## What to produce
Answer these questions from the passage on nutrient accounting:
1. What examples does it give of the simple approaches developed over the decade?
2. Which factors does it name as affecting nutrient loads to coastal waters?
3. Why does it call nutrient accounting methods especially valuable for management and policy?

The decade has seen significant development of relatively simple methodological approaches to relate various anthropogenic nutrient sources to their delivery to coastal waters, including watershed- and regional nutrient budgets and accounting. Advancements in our understanding of new sources, legacy sources, and spatio-temporal patterns are being achieved by using increasingly more accessible and more highly resolved data with analytical frameworks that provide a synthesis of the information to explain regional variation. One aim of such work is to improve our understanding of nutrient loading and how climate, hydrology, land use change, and other factors affect the resulting loads to coastal waters. Nutrient accounting methods, including material balances and related modelling approaches, are especially valuable for management and policy making because they relate impacts to various anthropogenic sources, and thereby facilitate development of management priorities. Presentations in this session will report on progress to date on methodologies currently in use or under development, recent applications of such approaches, and implications for environmental management and policy.

## Data extract
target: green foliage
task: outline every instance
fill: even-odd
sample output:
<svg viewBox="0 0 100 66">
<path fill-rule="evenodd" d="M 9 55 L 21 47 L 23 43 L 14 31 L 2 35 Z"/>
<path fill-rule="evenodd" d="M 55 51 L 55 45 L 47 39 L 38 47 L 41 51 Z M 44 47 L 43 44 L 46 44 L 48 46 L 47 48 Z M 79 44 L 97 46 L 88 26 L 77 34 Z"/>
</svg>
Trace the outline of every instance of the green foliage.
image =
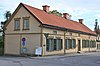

## Solution
1. Watershed- and regional nutrient budgets and accounting.
2. Climate, hydrology, land use change, and other factors.
3. They relate impacts to various anthropogenic sources, which helps in setting management priorities.